━━━ PROVIDED RECORDS ━━━

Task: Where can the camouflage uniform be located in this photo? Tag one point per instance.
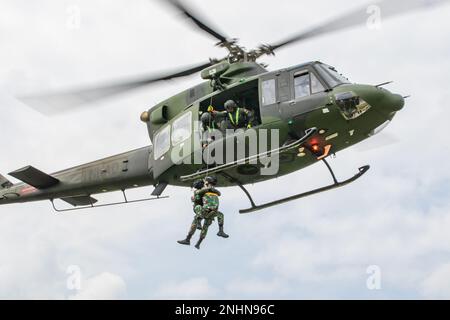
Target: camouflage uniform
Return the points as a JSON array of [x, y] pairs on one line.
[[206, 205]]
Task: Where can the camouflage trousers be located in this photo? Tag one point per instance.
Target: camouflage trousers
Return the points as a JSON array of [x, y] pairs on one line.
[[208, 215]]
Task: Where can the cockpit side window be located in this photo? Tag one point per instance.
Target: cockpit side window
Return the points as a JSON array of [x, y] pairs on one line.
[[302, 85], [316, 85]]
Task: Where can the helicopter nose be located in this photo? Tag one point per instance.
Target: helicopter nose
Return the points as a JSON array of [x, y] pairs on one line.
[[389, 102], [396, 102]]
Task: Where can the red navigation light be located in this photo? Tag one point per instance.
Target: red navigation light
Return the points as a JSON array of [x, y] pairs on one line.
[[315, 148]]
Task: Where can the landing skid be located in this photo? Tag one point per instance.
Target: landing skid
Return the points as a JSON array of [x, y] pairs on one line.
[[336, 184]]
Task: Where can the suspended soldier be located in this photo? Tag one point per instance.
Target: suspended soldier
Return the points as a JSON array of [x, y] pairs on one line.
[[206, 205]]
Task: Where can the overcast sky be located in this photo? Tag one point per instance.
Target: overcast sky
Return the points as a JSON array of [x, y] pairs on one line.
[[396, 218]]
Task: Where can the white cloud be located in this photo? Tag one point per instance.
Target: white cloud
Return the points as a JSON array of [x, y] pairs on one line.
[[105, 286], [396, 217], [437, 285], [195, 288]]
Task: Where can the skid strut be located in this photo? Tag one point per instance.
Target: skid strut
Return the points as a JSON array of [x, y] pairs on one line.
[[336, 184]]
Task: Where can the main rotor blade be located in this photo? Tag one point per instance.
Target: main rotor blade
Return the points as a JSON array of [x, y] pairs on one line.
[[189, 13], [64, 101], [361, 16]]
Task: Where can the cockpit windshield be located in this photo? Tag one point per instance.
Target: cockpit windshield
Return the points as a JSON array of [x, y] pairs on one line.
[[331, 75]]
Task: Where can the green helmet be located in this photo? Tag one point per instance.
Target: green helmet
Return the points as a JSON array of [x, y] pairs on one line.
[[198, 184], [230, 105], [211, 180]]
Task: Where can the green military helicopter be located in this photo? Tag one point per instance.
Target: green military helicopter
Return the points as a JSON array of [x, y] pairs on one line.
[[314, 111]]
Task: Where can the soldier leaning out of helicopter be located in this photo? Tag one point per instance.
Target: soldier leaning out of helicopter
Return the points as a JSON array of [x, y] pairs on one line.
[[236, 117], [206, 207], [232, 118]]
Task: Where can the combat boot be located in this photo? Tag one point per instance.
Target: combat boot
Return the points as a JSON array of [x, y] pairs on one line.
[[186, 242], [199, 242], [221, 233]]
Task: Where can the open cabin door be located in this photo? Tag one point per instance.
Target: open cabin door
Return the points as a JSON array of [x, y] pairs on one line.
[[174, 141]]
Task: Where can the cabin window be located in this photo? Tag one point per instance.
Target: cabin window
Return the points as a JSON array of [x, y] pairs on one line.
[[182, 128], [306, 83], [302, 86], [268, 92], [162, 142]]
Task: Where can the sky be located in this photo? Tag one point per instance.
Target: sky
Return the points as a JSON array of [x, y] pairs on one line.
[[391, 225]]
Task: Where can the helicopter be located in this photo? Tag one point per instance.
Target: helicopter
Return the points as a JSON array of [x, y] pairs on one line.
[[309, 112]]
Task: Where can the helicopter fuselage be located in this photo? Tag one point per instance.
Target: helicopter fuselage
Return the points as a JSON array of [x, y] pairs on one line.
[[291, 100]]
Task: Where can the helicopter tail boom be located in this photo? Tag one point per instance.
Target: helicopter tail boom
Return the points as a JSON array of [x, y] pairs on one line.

━━━
━━━ PROVIDED RECORDS ━━━

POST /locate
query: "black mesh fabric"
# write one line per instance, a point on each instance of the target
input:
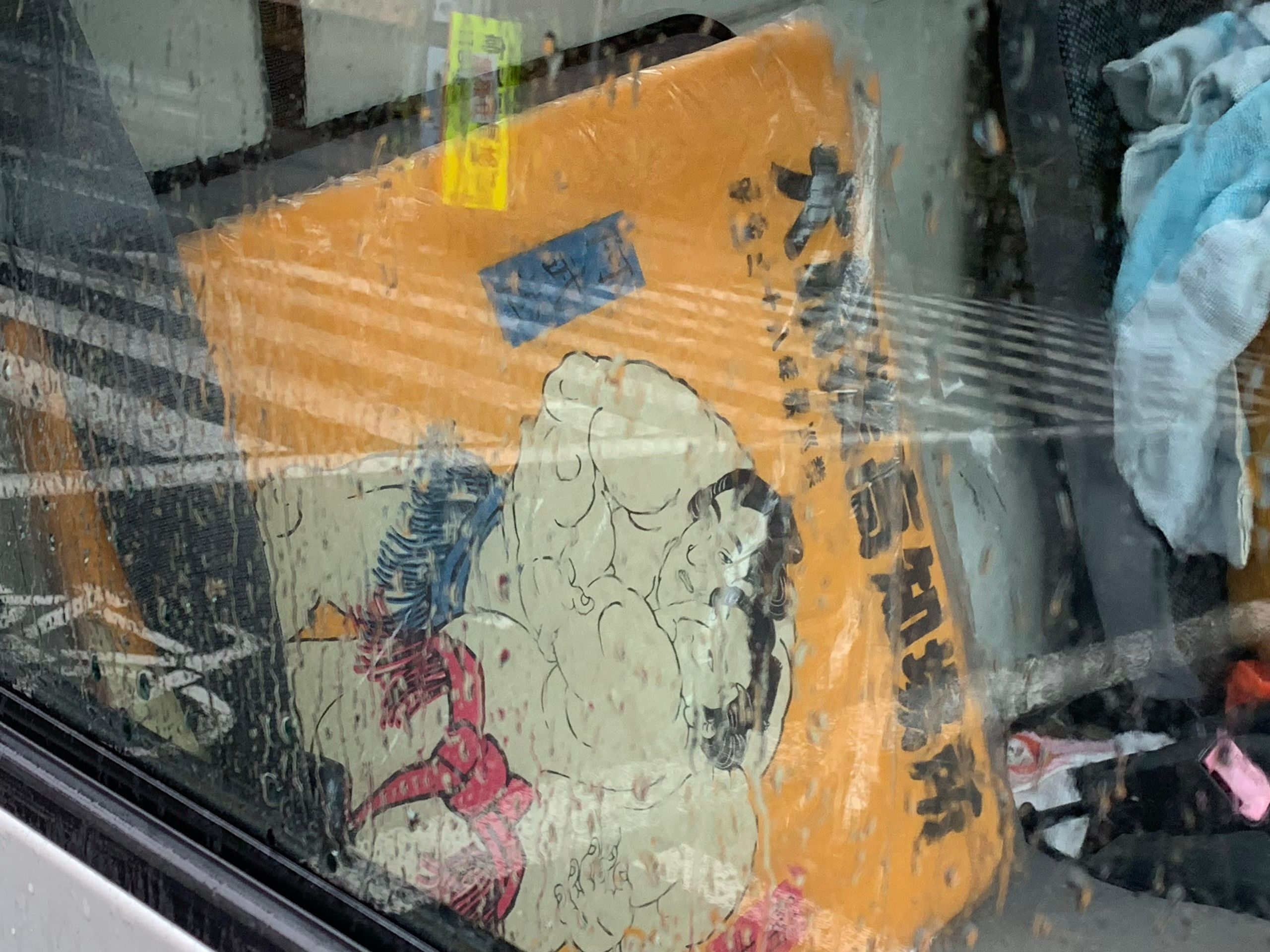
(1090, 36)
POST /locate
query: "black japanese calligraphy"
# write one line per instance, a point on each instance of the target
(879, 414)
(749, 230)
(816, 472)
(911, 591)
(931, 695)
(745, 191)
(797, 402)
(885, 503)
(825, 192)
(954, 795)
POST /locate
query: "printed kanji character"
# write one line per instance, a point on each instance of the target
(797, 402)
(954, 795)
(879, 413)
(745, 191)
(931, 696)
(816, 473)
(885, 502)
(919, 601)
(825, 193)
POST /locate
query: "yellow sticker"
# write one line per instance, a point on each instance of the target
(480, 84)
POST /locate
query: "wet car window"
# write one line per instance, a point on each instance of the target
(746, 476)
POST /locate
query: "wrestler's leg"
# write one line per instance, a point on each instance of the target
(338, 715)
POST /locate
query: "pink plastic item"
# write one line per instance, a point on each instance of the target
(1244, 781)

━━━
━━━ PROVIDED RECORDS ━━━

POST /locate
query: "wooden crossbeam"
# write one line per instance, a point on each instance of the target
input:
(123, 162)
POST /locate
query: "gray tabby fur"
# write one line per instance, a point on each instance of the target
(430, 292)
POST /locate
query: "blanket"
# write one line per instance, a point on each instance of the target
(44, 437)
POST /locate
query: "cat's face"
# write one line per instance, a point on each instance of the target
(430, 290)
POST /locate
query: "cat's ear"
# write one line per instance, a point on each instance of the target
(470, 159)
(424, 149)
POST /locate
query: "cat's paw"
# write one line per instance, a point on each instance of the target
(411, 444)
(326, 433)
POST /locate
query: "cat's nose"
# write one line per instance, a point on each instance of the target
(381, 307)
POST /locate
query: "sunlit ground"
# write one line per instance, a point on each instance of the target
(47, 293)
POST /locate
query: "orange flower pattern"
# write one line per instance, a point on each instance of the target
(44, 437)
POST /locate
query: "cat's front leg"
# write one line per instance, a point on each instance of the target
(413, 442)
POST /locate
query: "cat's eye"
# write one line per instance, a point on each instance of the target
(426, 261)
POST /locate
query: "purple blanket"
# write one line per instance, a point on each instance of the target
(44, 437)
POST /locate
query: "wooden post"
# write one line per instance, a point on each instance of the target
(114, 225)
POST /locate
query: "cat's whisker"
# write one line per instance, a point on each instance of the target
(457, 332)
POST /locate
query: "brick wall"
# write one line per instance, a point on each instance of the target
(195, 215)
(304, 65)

━━━

TASK —
List every line in the three blocks above that contains the word "rotor".

ANSWER TO THE TASK —
Task: Where can the main rotor blade be located in this photo? Tag one point per instance.
Target: main rotor blade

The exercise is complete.